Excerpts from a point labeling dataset
***

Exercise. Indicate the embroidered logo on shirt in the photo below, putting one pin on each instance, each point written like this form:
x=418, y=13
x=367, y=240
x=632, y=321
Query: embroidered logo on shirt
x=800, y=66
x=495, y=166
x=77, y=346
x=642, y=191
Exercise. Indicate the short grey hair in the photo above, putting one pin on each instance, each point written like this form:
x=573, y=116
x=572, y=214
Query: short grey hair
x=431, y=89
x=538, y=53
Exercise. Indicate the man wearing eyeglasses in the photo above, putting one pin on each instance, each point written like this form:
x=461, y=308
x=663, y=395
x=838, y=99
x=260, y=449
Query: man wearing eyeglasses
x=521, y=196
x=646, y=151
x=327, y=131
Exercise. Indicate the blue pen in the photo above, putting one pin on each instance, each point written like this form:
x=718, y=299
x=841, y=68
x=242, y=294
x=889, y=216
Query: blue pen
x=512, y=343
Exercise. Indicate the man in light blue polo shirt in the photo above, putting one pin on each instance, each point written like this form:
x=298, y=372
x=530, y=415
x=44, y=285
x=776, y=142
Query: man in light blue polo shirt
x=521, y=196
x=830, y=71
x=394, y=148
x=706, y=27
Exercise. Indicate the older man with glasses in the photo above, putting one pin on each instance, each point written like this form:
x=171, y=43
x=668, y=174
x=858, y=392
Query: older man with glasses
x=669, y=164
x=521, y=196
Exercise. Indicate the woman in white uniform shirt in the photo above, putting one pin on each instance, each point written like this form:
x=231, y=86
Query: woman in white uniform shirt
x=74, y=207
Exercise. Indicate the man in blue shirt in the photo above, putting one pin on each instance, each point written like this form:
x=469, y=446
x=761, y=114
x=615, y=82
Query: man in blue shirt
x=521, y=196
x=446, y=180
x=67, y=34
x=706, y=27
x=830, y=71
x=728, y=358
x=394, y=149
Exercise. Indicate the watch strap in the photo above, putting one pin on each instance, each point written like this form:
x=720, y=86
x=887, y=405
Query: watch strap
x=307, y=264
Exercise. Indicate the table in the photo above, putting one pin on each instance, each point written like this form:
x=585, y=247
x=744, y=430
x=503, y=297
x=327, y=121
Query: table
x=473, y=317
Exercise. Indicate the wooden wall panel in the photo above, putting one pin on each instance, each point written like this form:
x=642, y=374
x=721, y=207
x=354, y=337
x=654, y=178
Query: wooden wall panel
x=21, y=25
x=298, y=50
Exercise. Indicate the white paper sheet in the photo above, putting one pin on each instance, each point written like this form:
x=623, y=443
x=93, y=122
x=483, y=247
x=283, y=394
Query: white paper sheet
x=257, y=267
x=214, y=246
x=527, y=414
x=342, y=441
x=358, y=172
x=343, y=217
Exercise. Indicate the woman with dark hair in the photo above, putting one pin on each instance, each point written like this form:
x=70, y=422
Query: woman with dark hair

***

Rescale everything from the line containing "Exercise. Indicate the woman in" down to the line containing "x=343, y=217", both included, and write out all of those lines again. Multiply each answer coordinate by 1.85 and round it to a whole number, rounding halves up; leave every other number unchanged.

Exercise. Indicate the woman in white uniform shirt in the photo above, putting one pin on each instance, each point written like this form:
x=231, y=86
Query: woman in white uniform shirt
x=137, y=383
Exercise. Indicate the man in blue shirt in the photo above, putting one pin on each instance, each point written like this form:
x=469, y=446
x=761, y=114
x=615, y=82
Query: man in blue shirt
x=964, y=363
x=825, y=333
x=124, y=63
x=1306, y=50
x=1536, y=131
x=1347, y=662
x=729, y=276
Exercise. Indicate the watch strap in the photo above, putting one pin on each instance, each point written like this form:
x=720, y=86
x=887, y=405
Query: watch strap
x=568, y=488
Exercise. Indicate the table in the photo above, putting one pin on each instance, each point written like this form:
x=585, y=247
x=744, y=430
x=503, y=297
x=327, y=121
Query: table
x=875, y=586
Exercise. Indicate the wooden wall panel in the photo above, putting one pin on each instance, each point written like this form:
x=642, y=374
x=721, y=207
x=354, y=337
x=654, y=178
Query: wooden wall panel
x=39, y=46
x=551, y=93
Exercise. Indicate the white paper sheet in the photo above, putting one pin on each instance, each point written like this form:
x=623, y=443
x=93, y=122
x=483, y=247
x=283, y=394
Query: white paper sheet
x=475, y=494
x=396, y=455
x=975, y=766
x=633, y=816
x=662, y=318
x=635, y=401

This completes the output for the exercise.